DESCRIPTION OF THE TASK
In the forum thread on annotating text chunks, what does visarga say they usually annotate their chunks with?

EXERCISE TEXT
*** Begin section ***

37 pointsby PaulHoule9 days ago5 comments
  • visarga5 days ago
    I usually annotate my chunks with title, summary, keywords and multiple levels of hierarchical topics. More recently I thought about annotating intent, user values and tactics, especially for debate related text and LLM chats. So I would annotate state (the summary of the content itself), values (intent and values) and policy (tactics), taking inspiration from RL.

    The idea of detecting frames and using them to tease out the implicit meaning from text is quite nice. It seems there is a lot more to discover about using LLMs prior to RAG. Text is like code, you can't know what it does untill you run it, and in this case, until you annotate it. For example "10+10" won't embed close to "20". And "The fifth letter in this string" won't retrieve "f" by emmbedding similarity.

    • nthingtohide5 days ago
      I have this very stupid question and I haven't seen it answered anywhere.

      Let's say LLM while training is ingesting a very long book.

      The name of the author of the book would appear at the very beginning.

      While inference, how does the llm determine that the last chapter of the book is written by so and so author and hence that chunk should be near that author's style.

      • visarga5 days ago
        The information is probably lost, training on very long inputs is expensive, we usually train on short inputs and only send longer ones at the end. So the author name would not appear together with all the chunks unless it appears on every page in the header, assuming the headers are not stripped out first.
        • nthingtohide4 days ago
          I am wondering the same techniques we use to augment chunks for RAG also the same technique used to augment training data with rich metadata. A preprocessing step which ensures metadata rich text for creating foundational models.
      • KTibow5 days ago
        It might not directly learn it, but it could still identify it if it's quoted by others or if there's enough text of the same style with the author's name as context.

*** End section ***

PROVIDED RECORDS
*** Begin section ***

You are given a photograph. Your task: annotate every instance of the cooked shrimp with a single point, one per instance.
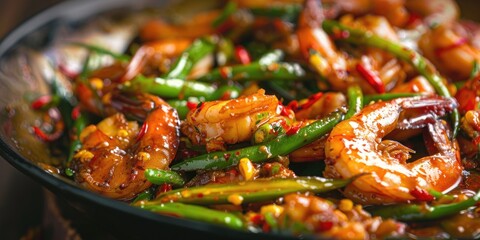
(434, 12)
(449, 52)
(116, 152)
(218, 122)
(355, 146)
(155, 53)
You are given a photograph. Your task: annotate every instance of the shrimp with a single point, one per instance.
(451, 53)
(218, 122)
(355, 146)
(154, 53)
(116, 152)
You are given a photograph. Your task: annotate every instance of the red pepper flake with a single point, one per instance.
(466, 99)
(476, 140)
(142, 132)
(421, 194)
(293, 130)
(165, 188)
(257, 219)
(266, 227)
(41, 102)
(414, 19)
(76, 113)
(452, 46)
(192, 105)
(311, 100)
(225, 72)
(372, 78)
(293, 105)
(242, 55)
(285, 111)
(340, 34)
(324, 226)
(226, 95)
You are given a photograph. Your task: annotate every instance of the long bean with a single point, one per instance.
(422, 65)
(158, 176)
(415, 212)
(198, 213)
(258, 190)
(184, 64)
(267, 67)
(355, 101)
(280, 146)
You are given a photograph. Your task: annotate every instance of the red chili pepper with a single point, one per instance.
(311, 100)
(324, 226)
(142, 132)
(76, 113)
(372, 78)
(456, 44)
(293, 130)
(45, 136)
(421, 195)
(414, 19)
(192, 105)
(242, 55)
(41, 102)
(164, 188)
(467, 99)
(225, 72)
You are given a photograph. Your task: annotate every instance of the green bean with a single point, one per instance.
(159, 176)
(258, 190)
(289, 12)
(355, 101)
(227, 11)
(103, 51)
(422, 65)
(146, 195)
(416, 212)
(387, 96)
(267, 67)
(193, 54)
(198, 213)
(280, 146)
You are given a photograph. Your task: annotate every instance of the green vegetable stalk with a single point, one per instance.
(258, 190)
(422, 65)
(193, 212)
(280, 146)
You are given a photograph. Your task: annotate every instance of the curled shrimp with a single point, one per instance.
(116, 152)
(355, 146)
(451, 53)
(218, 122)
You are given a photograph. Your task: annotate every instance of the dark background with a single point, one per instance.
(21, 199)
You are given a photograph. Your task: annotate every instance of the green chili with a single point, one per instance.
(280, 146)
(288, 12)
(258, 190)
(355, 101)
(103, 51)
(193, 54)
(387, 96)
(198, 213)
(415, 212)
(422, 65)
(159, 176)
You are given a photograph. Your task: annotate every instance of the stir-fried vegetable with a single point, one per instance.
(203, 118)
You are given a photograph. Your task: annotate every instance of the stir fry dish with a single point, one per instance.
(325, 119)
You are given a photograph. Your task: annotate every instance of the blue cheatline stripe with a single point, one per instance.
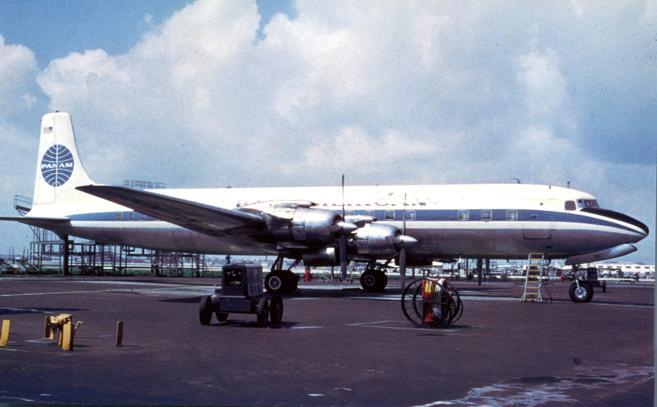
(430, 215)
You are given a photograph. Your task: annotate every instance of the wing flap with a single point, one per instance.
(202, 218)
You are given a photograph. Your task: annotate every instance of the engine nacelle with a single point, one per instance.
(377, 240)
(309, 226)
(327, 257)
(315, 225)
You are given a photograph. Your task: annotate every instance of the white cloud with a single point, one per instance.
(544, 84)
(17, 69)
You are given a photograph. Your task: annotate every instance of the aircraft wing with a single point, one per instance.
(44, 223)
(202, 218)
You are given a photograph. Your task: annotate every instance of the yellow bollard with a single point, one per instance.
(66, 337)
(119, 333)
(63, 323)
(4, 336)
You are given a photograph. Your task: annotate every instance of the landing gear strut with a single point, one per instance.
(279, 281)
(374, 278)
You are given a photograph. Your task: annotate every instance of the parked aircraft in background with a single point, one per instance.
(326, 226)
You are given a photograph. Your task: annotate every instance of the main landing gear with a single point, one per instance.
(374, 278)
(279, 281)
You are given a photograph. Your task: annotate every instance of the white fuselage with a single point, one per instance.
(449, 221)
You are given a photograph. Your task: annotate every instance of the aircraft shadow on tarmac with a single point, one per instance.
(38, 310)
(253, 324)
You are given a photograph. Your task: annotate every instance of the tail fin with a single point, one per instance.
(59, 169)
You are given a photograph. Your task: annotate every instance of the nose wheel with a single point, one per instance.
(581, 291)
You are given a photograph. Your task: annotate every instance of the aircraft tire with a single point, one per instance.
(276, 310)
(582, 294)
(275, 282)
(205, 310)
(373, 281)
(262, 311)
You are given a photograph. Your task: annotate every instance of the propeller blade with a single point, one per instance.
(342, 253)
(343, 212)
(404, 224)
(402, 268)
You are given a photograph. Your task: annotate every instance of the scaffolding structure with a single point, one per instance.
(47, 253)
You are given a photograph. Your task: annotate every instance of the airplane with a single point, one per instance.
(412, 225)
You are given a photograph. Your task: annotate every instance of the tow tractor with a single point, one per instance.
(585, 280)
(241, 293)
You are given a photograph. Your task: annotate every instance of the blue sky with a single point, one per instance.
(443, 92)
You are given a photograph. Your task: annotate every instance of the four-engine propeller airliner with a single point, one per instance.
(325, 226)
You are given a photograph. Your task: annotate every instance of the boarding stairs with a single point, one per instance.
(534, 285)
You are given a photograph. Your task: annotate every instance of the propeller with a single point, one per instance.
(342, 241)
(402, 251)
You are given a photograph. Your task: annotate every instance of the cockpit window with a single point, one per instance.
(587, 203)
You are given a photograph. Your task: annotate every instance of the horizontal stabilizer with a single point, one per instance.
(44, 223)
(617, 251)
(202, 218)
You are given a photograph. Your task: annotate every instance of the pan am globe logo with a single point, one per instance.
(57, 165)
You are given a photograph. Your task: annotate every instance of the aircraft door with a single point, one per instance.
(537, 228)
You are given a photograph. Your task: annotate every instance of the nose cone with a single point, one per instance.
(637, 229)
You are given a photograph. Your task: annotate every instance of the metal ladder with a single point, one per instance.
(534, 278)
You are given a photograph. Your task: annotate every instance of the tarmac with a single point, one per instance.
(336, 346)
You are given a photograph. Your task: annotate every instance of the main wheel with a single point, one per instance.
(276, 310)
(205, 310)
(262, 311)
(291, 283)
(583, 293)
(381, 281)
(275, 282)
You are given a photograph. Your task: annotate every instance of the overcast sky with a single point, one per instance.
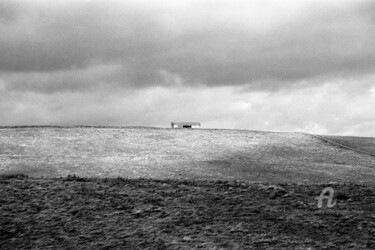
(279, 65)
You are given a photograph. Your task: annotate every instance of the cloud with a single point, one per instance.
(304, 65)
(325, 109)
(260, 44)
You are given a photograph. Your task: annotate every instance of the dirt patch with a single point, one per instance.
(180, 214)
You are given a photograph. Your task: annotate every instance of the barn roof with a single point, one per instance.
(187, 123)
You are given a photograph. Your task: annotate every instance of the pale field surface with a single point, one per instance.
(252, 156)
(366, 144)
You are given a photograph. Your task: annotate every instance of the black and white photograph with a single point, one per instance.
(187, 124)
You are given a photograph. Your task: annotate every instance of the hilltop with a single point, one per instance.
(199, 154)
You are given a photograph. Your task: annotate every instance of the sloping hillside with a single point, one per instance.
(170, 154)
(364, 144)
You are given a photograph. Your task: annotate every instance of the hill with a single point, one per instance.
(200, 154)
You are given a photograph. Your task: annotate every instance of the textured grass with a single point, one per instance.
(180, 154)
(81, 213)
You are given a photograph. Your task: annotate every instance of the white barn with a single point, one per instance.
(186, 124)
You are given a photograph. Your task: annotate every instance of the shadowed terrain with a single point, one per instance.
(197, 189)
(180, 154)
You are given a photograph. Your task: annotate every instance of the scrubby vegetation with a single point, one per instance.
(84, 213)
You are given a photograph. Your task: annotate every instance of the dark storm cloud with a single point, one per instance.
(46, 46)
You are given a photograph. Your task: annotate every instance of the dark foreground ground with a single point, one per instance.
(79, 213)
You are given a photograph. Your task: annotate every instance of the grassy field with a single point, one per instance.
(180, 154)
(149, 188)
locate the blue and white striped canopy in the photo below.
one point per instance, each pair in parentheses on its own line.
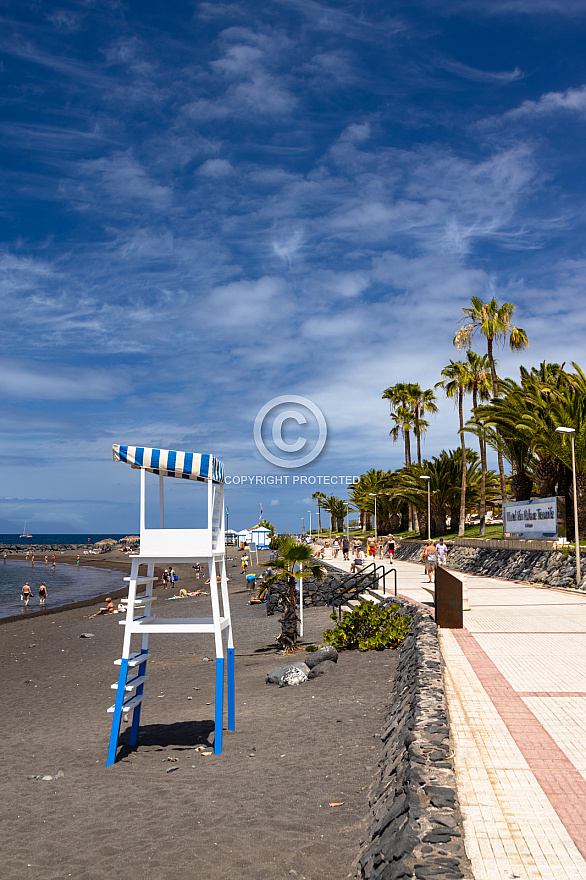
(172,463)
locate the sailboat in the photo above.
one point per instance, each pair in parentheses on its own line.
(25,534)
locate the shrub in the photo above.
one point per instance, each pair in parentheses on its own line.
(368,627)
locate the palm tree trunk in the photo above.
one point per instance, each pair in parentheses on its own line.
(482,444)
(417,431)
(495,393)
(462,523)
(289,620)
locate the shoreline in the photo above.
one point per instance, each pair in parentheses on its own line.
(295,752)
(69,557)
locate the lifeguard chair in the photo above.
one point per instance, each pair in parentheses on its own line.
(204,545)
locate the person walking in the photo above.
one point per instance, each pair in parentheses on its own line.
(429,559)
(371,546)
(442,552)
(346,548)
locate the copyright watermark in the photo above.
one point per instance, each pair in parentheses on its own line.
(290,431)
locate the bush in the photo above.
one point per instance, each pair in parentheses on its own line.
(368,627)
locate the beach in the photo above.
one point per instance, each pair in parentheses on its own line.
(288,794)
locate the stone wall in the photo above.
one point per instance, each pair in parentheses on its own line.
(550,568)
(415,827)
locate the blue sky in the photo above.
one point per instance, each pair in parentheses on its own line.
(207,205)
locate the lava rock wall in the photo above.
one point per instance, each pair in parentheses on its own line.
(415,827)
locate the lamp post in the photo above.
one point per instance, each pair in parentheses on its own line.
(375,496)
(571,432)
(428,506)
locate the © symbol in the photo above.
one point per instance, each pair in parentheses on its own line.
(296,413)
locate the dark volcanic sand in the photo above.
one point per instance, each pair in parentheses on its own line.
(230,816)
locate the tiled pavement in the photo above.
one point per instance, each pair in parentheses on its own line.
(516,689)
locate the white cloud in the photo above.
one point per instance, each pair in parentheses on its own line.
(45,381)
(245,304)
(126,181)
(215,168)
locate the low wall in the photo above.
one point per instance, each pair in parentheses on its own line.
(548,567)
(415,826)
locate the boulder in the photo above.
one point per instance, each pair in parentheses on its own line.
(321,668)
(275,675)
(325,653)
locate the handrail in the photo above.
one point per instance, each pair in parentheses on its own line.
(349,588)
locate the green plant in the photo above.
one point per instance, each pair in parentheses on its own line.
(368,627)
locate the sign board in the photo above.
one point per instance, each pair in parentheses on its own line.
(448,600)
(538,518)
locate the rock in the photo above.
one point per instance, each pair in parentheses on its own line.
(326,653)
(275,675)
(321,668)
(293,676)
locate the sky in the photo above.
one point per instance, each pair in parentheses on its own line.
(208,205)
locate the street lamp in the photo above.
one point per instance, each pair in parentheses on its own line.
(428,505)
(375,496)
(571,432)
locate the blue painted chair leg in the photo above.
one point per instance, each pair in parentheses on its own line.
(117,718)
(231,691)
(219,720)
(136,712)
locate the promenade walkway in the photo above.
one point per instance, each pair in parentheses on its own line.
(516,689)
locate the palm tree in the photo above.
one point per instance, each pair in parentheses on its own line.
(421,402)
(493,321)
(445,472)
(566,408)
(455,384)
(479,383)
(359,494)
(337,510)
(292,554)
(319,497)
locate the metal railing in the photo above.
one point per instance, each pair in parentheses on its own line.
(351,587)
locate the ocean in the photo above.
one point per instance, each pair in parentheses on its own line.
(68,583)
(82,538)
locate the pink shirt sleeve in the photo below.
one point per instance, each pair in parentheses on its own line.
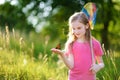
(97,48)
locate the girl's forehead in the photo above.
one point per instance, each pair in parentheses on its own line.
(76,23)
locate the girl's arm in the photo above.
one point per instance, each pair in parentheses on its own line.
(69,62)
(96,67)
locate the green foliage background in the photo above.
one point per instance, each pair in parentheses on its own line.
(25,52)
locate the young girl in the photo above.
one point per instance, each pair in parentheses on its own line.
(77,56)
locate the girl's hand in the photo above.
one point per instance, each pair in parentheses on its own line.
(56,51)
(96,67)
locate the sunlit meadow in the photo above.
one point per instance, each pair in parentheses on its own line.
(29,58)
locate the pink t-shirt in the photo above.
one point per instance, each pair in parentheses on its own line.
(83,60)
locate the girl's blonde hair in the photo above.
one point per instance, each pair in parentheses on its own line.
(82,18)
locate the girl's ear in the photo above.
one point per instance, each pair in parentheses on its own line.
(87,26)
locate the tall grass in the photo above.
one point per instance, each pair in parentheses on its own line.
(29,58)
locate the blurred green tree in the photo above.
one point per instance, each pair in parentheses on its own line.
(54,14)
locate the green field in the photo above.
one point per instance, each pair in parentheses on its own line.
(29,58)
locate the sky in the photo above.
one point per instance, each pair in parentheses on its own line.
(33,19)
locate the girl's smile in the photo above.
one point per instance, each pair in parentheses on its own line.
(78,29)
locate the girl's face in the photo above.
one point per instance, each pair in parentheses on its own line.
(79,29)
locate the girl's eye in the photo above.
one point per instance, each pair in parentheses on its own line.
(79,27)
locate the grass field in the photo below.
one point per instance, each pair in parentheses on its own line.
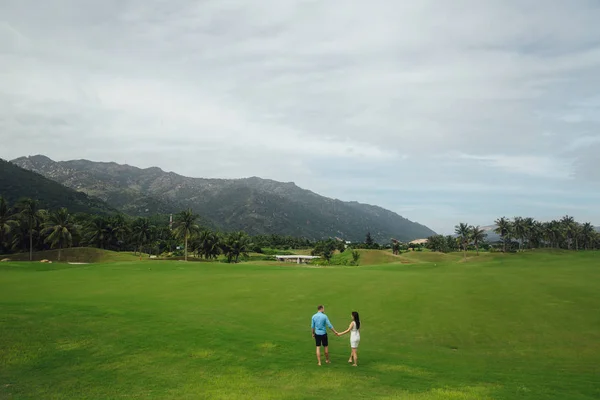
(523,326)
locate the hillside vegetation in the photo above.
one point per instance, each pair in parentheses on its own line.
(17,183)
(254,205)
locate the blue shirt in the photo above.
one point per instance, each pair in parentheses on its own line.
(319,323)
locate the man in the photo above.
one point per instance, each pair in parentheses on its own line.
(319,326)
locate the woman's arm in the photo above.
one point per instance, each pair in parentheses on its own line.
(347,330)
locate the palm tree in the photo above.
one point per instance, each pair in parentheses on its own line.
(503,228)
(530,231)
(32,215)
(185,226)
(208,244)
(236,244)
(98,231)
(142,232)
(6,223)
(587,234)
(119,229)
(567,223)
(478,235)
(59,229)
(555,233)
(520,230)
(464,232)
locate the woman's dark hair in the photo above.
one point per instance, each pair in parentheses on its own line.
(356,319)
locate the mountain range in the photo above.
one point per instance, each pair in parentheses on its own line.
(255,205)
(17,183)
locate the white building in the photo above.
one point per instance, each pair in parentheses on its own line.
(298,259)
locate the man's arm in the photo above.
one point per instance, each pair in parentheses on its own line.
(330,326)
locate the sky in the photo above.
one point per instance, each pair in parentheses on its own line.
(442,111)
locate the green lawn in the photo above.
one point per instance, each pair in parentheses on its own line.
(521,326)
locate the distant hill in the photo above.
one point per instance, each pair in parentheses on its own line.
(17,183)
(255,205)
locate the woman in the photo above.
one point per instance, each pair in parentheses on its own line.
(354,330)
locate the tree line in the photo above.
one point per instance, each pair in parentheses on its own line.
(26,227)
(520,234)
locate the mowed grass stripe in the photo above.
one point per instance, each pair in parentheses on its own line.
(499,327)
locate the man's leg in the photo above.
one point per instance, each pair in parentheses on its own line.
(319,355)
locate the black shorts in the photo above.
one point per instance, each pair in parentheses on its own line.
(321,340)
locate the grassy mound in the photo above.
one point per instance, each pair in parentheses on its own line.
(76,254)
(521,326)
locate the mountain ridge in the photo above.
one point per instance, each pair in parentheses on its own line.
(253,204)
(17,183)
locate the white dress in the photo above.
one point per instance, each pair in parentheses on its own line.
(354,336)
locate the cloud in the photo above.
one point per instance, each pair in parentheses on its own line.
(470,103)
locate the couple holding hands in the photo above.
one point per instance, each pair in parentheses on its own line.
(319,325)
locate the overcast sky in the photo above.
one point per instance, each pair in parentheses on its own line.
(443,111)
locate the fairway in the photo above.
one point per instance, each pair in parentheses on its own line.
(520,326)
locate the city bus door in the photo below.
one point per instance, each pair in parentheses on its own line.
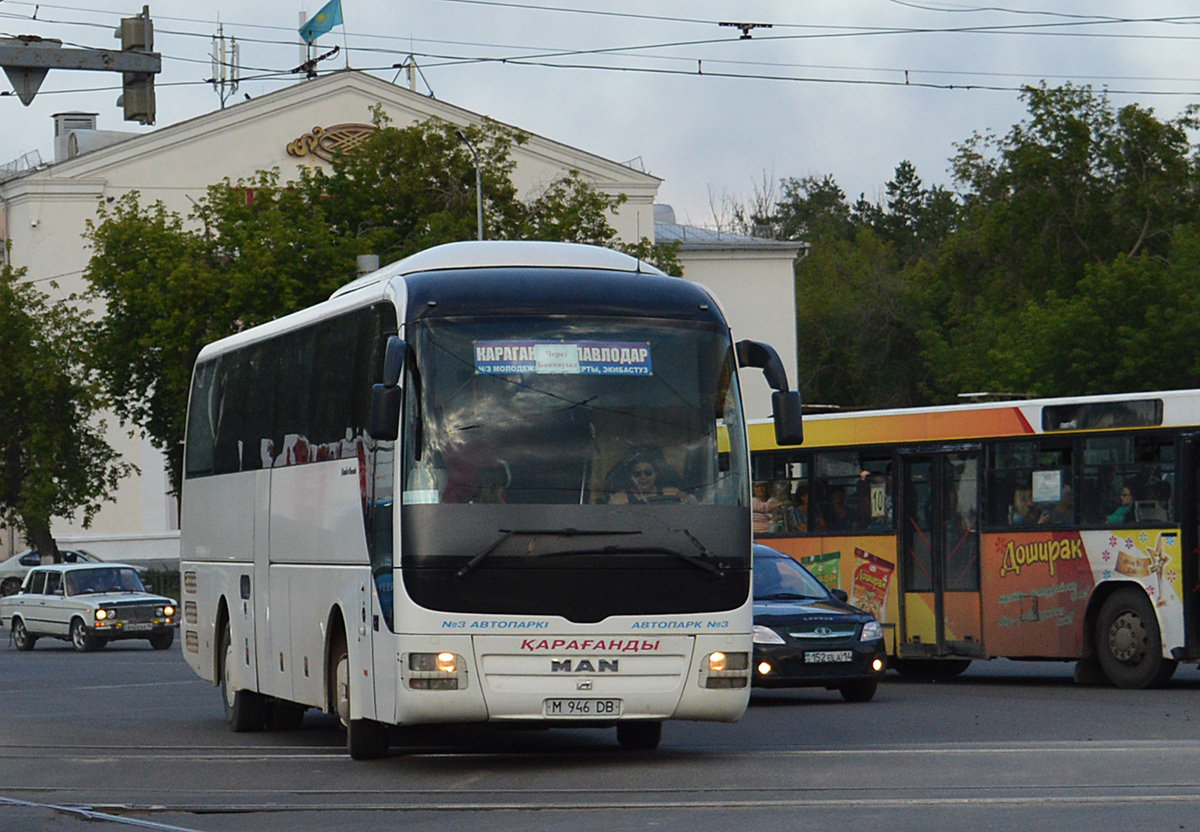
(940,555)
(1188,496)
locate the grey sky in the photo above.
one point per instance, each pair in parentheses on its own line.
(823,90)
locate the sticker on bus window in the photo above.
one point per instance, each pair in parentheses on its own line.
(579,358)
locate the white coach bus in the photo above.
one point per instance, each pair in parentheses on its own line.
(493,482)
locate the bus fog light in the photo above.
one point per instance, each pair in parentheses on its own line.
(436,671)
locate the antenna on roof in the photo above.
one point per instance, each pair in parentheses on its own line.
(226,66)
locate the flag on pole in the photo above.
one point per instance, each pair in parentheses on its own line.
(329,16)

*** End section ***

SOLUTION
Title, summary, keywords and multiple levels of hierarchical topics.